══ LISTING ══

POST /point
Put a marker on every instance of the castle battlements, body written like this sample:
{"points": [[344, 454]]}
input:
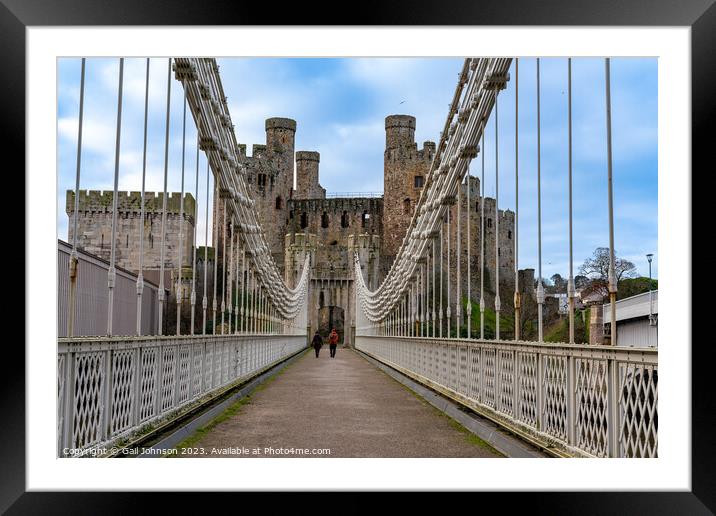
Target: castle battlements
{"points": [[337, 204], [281, 123], [102, 201]]}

═══

**THE PROBLEM:** How many lines in the items above contain the string "battlements", matching case exactly? Reply with the number only.

**WRITTEN SOLUTION:** 2